**EXERCISE**: Continue the New Zealand COVID-19 update below, starting right after its final paragraph.

**GIVEN TEXT**:
------------------------------

  • good hand hygiene will always be a simple and effective tool
  • keep track of where you’ve been and who you’ve seen to help with contact tracing if we need it. Download the COVID Tracer app and use it.
  • make sure your contact details at your GP or on the app are correct. It’s a simple measure that could make a real difference in the case of an outbreak.

    “I also want to reinforce something we talked about in the very early days of the first cases – it’s also important for us to demonstrate compassion to New Zealanders returning home. This is not a time for discrimination.

    “I met with Air New Zealand’s chief executive yesterday and he made me aware of some instances where crew following all appropriate procedures are facing some hostility and suspicion in their local communities.

    “It’s important to continue supporting each other in these unprecedented times. We have got this far by acting together and we will only continue to do well if we keep doing so.”

    Managed isolation contacts 
    An update on the people who left managed isolation between 9 and 16 June.

    A reminder that we have already followed up all 55 people that left the managed isolation facilities early for compassionate or other reasons.

    It’s important to remember that the people in the broader group were in isolation facilities for two weeks and have now been out of isolation for two weeks.

    A high number of tests around New Zealand during this period has not detected any case of community transmission and any risk from this group can be regarded as very low.

    “If you were in a managed isolation facility from June 9 – 16, or know someone who was, we’ve gone to extra effort to make contact and the next step is for people to keep their side of the deal,” says Dr Bloomfield.

------------------------------

**DATASET**:
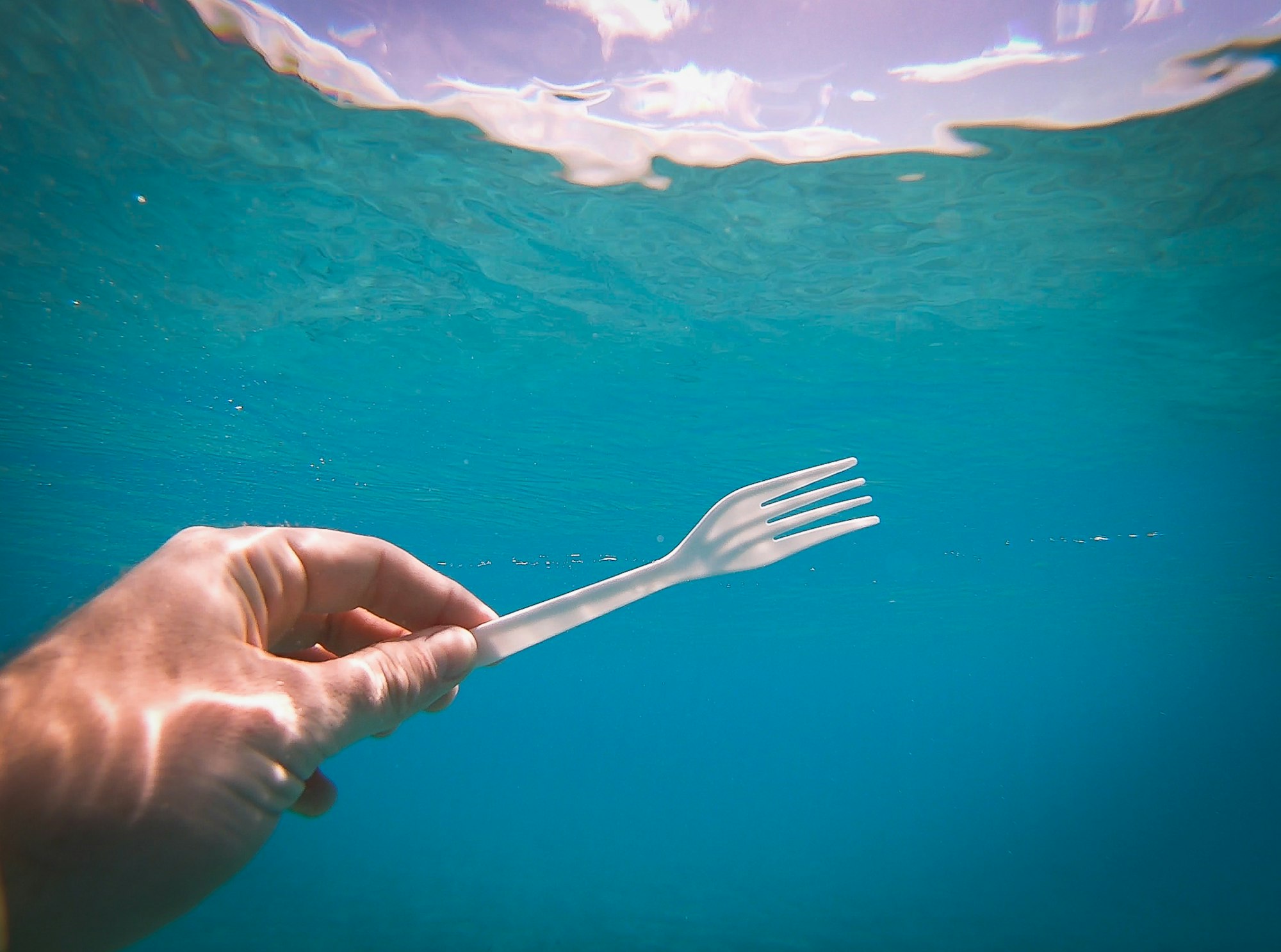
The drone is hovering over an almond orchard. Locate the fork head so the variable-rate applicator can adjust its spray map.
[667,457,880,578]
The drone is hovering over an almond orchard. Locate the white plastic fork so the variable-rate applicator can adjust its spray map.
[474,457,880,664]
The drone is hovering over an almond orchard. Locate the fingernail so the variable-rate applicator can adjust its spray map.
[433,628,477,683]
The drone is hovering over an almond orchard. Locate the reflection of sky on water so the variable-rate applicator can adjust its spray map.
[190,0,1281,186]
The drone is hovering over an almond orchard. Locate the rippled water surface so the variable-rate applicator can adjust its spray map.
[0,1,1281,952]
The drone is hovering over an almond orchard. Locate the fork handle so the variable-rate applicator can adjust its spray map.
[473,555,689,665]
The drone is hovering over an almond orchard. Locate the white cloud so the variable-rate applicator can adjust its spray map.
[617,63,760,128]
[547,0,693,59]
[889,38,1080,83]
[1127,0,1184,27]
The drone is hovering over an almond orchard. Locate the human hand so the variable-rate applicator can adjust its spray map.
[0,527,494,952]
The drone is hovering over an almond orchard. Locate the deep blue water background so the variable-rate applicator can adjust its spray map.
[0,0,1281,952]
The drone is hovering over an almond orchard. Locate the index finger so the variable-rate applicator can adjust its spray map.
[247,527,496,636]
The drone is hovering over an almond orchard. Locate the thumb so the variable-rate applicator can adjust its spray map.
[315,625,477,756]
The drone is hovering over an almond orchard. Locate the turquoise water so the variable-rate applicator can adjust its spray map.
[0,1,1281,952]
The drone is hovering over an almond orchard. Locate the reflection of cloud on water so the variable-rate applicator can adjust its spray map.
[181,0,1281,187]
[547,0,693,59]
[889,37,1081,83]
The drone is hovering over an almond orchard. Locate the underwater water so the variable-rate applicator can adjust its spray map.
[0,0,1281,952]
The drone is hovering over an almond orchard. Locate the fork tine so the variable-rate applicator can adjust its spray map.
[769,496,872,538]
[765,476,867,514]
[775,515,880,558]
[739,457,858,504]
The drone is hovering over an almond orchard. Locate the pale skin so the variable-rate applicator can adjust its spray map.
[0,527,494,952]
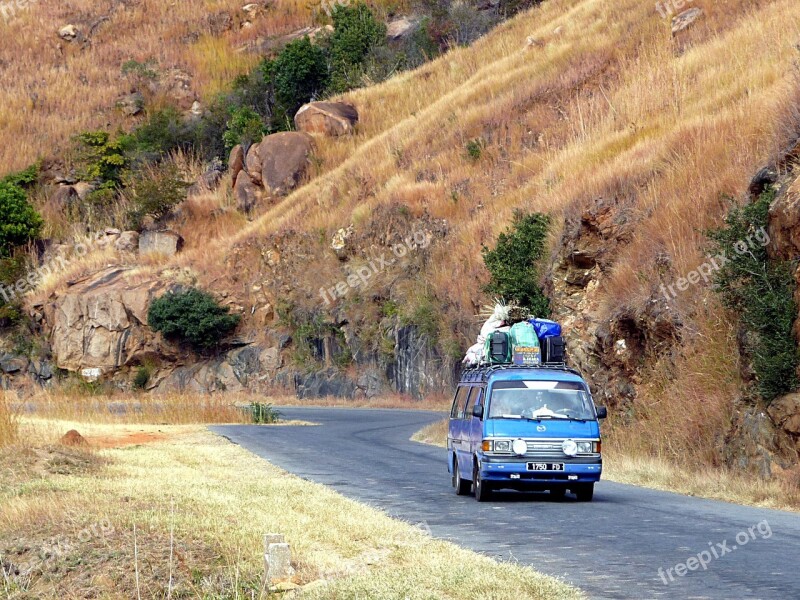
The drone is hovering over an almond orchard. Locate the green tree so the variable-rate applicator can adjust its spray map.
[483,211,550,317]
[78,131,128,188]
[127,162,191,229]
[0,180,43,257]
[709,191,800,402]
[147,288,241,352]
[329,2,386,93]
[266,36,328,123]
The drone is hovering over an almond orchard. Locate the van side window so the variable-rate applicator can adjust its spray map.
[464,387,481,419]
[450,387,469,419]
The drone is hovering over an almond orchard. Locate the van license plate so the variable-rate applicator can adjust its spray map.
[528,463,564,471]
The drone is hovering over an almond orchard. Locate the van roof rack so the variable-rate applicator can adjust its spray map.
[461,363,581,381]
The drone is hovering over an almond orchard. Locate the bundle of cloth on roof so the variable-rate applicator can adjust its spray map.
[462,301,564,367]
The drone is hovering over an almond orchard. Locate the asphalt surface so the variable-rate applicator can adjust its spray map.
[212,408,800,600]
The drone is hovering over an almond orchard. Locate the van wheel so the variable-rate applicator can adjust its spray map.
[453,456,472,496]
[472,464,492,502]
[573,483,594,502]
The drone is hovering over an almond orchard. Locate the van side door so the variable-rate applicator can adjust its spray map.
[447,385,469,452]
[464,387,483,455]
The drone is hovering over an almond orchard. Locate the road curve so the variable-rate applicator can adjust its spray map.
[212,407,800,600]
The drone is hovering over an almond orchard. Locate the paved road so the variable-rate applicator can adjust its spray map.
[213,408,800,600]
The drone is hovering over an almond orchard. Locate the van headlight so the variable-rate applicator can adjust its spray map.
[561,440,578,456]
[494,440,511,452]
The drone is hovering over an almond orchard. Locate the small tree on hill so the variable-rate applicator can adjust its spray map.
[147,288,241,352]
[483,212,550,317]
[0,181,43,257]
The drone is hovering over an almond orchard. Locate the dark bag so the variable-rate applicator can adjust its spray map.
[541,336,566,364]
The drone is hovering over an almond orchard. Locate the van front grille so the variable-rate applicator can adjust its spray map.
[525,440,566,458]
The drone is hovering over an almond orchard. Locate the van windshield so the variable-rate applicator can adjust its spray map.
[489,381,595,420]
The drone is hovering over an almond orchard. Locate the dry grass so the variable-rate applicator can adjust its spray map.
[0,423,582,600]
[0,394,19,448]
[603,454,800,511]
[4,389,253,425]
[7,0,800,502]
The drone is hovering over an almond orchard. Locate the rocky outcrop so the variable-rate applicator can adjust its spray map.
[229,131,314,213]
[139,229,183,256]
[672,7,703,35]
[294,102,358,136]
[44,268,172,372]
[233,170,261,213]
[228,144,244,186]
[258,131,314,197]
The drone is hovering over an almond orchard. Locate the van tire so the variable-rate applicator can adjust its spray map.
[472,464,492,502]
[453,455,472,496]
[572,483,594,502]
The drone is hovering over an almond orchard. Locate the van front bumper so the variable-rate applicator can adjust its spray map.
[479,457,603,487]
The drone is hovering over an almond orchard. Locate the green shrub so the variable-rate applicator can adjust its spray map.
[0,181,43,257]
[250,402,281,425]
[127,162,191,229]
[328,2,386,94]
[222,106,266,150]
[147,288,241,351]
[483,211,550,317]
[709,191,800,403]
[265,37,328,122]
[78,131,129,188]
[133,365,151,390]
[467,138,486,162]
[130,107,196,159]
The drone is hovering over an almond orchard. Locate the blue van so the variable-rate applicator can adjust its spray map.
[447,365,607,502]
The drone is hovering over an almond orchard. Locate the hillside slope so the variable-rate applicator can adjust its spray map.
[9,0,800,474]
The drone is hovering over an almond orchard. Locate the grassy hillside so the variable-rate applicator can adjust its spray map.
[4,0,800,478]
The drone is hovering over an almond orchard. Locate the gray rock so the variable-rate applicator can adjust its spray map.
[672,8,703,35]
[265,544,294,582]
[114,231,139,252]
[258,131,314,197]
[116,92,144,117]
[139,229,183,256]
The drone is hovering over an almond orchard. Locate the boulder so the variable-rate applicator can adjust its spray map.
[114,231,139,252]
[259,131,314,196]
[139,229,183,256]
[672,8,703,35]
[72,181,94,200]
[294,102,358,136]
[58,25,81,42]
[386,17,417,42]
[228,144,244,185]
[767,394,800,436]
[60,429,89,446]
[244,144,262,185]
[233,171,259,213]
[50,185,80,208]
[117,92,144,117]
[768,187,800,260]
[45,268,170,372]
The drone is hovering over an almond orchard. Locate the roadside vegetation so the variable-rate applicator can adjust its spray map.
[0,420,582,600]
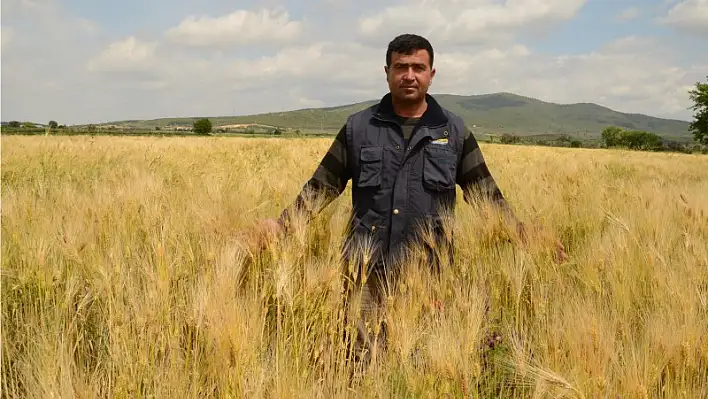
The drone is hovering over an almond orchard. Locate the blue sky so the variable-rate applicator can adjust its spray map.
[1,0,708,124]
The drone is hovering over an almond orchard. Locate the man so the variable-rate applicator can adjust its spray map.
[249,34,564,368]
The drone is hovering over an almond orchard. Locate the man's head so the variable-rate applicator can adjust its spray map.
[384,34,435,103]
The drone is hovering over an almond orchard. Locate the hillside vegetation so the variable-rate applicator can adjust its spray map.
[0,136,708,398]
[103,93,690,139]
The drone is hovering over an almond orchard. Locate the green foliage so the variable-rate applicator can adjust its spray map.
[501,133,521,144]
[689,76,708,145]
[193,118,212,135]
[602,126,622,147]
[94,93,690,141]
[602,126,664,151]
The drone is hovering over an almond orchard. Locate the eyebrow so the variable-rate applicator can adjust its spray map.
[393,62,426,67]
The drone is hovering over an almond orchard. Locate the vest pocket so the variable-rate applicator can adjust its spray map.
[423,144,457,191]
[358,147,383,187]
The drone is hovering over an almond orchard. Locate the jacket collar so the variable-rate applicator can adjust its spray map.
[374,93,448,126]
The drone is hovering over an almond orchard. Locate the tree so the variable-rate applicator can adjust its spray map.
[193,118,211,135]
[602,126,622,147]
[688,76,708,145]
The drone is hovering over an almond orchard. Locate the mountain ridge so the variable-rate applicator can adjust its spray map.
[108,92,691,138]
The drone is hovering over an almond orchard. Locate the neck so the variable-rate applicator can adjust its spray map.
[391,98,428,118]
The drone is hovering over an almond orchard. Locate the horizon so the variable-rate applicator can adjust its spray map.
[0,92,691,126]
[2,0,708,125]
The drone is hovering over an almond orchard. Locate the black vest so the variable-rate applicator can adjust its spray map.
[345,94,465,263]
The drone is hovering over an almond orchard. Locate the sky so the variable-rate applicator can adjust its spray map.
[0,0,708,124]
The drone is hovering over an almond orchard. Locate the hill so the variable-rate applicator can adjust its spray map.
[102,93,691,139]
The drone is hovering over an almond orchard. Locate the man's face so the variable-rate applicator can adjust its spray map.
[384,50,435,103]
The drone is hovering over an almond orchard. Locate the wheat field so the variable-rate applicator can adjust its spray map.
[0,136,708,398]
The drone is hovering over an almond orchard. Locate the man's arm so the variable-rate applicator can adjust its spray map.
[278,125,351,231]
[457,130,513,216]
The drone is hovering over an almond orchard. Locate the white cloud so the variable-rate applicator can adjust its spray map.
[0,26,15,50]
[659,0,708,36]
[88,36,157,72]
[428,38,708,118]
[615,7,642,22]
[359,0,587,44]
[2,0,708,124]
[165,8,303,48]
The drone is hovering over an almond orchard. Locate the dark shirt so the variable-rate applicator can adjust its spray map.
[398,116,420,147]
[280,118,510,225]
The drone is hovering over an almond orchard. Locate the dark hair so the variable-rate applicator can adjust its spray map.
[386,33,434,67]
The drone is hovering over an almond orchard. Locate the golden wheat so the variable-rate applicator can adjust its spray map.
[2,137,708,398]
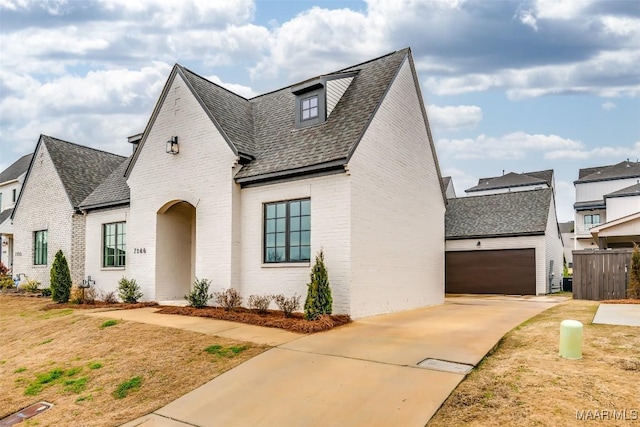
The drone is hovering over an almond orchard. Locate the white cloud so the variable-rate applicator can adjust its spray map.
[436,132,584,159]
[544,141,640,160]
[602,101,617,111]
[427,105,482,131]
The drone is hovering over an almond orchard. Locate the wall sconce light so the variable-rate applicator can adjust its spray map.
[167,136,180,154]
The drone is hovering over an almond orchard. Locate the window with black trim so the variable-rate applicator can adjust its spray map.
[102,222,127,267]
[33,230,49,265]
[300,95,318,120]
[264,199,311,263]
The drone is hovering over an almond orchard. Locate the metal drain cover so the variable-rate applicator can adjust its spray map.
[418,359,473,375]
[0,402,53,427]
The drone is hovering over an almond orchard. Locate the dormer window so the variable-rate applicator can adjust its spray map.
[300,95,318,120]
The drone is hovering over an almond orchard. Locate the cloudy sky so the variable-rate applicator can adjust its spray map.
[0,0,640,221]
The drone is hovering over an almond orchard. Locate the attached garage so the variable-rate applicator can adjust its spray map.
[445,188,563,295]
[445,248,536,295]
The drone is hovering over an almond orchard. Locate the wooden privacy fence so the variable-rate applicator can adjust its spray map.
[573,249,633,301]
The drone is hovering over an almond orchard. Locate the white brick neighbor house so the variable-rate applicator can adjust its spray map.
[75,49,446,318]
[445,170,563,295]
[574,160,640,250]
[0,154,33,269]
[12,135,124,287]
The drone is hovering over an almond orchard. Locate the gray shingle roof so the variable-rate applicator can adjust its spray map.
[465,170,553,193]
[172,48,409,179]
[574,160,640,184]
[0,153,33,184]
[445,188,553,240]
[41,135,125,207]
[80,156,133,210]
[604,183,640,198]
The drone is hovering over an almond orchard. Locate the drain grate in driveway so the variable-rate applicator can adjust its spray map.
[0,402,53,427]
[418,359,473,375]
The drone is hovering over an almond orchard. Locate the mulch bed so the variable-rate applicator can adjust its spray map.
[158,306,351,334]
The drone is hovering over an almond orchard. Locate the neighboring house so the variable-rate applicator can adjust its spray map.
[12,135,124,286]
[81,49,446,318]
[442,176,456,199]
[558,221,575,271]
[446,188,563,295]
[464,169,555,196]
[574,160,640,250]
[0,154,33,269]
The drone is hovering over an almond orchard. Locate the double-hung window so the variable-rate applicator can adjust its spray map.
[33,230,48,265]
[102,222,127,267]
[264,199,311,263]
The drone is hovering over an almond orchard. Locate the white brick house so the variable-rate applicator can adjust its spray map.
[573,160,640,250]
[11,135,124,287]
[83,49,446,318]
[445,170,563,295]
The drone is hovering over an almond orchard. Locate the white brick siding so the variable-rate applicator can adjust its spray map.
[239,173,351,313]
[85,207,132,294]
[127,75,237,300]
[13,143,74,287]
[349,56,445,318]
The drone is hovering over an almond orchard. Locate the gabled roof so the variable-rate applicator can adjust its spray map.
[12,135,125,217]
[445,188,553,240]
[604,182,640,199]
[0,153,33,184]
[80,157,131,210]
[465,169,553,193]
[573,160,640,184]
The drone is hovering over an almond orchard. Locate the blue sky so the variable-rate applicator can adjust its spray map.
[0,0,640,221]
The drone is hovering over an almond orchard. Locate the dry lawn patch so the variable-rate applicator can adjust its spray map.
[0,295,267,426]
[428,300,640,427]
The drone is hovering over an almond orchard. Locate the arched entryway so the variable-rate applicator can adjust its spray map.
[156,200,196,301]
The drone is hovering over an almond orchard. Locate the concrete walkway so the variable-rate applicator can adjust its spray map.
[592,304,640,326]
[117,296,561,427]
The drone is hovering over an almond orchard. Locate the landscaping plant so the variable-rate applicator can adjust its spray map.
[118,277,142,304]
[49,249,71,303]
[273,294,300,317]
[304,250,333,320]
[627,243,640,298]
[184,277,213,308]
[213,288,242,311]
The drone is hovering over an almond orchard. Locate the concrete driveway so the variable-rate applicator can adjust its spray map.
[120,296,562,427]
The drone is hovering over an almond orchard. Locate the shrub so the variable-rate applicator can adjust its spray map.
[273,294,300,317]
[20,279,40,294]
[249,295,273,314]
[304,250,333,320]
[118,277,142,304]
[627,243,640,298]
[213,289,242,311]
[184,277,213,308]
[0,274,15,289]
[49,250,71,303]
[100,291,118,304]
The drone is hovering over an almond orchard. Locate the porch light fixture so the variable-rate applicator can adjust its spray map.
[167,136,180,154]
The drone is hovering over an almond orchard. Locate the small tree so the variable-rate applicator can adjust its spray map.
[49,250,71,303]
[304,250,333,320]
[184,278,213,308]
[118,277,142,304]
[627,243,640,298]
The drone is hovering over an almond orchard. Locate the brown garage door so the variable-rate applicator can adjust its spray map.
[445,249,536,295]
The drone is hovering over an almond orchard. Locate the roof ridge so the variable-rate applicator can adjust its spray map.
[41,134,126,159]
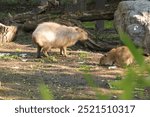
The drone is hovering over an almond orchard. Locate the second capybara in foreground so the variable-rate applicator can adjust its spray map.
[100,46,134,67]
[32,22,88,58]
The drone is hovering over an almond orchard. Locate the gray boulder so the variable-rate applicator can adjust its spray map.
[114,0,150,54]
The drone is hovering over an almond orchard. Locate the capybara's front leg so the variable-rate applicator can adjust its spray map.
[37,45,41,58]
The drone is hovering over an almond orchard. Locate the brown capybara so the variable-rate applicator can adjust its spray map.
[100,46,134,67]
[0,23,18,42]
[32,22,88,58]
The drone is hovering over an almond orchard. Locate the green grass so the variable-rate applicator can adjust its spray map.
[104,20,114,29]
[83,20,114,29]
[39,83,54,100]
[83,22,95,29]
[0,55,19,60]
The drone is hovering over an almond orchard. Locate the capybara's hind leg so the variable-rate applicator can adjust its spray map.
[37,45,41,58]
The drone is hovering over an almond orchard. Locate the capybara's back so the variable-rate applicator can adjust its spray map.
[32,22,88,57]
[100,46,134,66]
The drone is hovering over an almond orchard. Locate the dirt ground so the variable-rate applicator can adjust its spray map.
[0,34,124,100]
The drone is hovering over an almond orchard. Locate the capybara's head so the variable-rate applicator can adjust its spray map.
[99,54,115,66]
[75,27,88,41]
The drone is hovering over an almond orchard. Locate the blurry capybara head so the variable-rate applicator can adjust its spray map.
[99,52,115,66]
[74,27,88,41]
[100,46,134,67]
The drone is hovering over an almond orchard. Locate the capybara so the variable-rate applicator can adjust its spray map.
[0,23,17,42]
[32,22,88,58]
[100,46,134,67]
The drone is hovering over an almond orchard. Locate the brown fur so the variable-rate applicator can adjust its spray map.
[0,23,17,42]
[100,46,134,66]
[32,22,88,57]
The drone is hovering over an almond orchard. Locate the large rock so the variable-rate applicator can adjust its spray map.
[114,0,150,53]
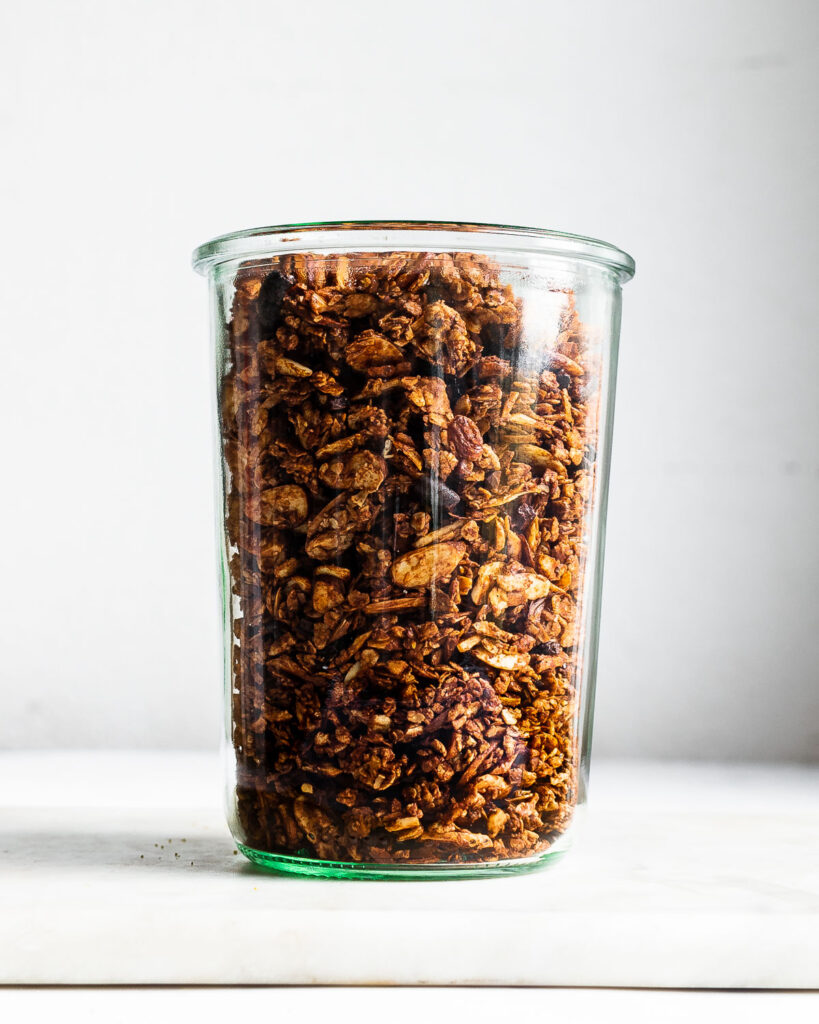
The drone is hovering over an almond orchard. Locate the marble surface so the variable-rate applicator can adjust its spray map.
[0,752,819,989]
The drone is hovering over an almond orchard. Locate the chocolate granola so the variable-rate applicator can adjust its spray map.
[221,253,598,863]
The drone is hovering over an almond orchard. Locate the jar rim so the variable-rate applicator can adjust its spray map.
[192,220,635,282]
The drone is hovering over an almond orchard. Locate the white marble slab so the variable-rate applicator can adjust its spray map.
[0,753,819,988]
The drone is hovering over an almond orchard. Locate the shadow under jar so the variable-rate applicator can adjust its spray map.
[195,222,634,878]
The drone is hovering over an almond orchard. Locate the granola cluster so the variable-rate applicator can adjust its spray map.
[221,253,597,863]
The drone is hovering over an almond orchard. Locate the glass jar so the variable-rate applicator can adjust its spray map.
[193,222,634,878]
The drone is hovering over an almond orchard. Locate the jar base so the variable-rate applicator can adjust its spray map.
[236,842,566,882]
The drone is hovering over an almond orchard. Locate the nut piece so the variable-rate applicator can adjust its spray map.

------------------------------

**ANSWER FOR THE TASK**:
    “You need to speak with Healthline on their dedicated phone number 09 302 0408.”

    In terms of numbers:

    Of the 2159 people who left managed isolation facilities between June 9 and June 16, 1302 people have been contacted and have tested negative for Covid-19; 800 of those were tested before leaving managed isolation and the remaining 502 were tested after departure from the facility.

    A total of 348 people have been referred for a test.

    There are 367 people who we have repeatedly tried to make contact with, including via text and via phone calls.

    As needed we will refer people we do not make contact with to finding services. 56 of these had invalid phone numbers, so have already been referred to finding services.

    We have had 142 people who will not be tested because of reasons such as being a child, being part of repositioning crew, currently being overseas or they are refusing a test. A total of 84 people have refused testing.

    We will continue providing daily updates on this group up to July 3.

    NZ Covid Tracer App 
    We continue to encourage as many people as possible to download and use the app.

    It continues to provide us with up to date contact information to support our contact tracing efforts in Level 1. This remains key to New Zealand’s elimination strategy.

    Contact tracing and tracking is something we have all become accustomed to talking about over the past months.

    However we need to do more than having the app sit on our phones unused because we now feel ‘safe’.

    If a case in the community were to be detected, we would immediately launch contact tracing. If we can’t contact you, it makes it harder for us to manage tracing

    We can’t afford to be apathetic or blase around tracing and tracking.

    Please sign up for the app if you haven’t done so already and when you have it, keep using it.

    Businesses – please continue to register, to display the posters and to encourage your customers to check in.

    “On another zero cases day, we can all remain proud of how far we’ve all come,” says Dr Bloomfield.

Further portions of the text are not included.